REQUIREMENT:
Your response should match the records line for line.

*** Opening PROVIDED MATERIAL ***

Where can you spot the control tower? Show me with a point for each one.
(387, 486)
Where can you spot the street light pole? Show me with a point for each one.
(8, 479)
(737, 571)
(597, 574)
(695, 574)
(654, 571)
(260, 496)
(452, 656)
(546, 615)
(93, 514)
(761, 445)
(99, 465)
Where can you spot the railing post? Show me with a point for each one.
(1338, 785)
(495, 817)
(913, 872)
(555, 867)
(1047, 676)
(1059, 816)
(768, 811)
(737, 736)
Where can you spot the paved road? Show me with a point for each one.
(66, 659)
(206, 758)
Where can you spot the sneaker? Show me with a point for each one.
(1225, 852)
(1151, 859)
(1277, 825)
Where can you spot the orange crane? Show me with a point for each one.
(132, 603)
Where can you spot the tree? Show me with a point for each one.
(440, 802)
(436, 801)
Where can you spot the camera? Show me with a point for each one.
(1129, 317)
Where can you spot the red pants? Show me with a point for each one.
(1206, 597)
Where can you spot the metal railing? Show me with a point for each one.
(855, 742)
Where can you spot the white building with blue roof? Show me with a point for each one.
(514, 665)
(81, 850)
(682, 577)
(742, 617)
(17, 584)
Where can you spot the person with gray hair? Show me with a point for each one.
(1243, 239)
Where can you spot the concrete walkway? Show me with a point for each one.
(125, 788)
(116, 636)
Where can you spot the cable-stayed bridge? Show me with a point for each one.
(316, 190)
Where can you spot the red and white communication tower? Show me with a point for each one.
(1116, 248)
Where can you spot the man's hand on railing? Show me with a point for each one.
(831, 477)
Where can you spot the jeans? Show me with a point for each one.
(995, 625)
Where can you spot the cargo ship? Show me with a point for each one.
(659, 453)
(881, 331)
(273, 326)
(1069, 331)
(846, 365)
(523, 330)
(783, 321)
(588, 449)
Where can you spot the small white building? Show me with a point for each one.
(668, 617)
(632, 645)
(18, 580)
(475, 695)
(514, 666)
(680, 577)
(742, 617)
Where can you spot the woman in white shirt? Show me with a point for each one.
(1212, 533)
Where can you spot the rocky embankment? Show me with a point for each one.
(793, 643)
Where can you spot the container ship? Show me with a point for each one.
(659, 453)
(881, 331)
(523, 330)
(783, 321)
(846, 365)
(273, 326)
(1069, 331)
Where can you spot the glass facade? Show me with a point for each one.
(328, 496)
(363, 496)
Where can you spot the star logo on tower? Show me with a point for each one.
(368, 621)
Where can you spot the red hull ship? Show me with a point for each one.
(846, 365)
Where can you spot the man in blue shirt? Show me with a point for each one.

*** Closing PROVIDED MATERIAL ***

RESPONSE AREA:
Where can you spot the control tower? Show me with a point for each one.
(387, 486)
Where can you spot the street light pole? Show me with a point for each one.
(8, 479)
(737, 571)
(597, 574)
(695, 574)
(654, 571)
(260, 496)
(452, 656)
(546, 615)
(93, 514)
(761, 445)
(99, 465)
Where can you spot the railing post? Show me with a point for each one.
(1338, 785)
(495, 817)
(913, 872)
(555, 867)
(1047, 676)
(1059, 816)
(768, 811)
(737, 736)
Where can you spot the paved road? Show me with a point for each one.
(66, 659)
(206, 758)
Where can you spot the sneaker? Show me with a point for each one.
(1225, 852)
(1151, 859)
(1277, 825)
Where can you spot the orange crane? Show me with a point for each one.
(132, 603)
Where can you spot the tree? Show me with a point for each one.
(440, 802)
(436, 801)
Where can you spot the camera? Show me with a point for each one.
(1129, 317)
Where can you spot the red pants? Show me with a point for each one.
(1206, 597)
Where can you spot the metal railing? Show me with a point for each one.
(855, 742)
Where can you spot the white building with blue roof? Show me with a point for each one.
(514, 665)
(81, 850)
(682, 577)
(742, 617)
(17, 584)
Where can you spot the person with gray hair? Show me with a point for each one.
(1243, 239)
Where can you spot the concrete walkway? Show me with a point for each one.
(125, 788)
(116, 636)
Where can you spot the cable-stayed bridge? Show me with a point for each one.
(316, 190)
Where can you spot the red and white communication tower? Show me with a point for each one.
(1116, 248)
Where can you spot the man's hand on railing? Show me with a point for each one.
(831, 477)
Where can you spot the jeans? Show me with a point for each one.
(995, 625)
Where can you spot the cargo ship? Show me with a point for each one.
(659, 453)
(881, 331)
(273, 326)
(1069, 331)
(846, 365)
(523, 330)
(783, 321)
(588, 449)
Where can you spot the small white building? Show me with a point for each one.
(668, 617)
(632, 645)
(18, 580)
(475, 695)
(514, 666)
(680, 577)
(742, 617)
Where can you spot the woman in white shirt? Show me with a point for each one.
(1212, 533)
Where can you spot the rocky embankment? Show me with a point for each one.
(793, 643)
Where can you spot the container ship? Show me with a point for each one.
(659, 453)
(881, 331)
(523, 330)
(783, 321)
(846, 365)
(273, 326)
(1069, 331)
Where can you spot the glass facade? Show me with a point for each one.
(328, 496)
(363, 496)
Where can you spot the star logo on tower? Show me with a point for each one.
(368, 621)
Where can you spot the red hull ship? Show me with a point for each one.
(846, 365)
Where can you spot the man in blue shirt? Show me with a point for each one.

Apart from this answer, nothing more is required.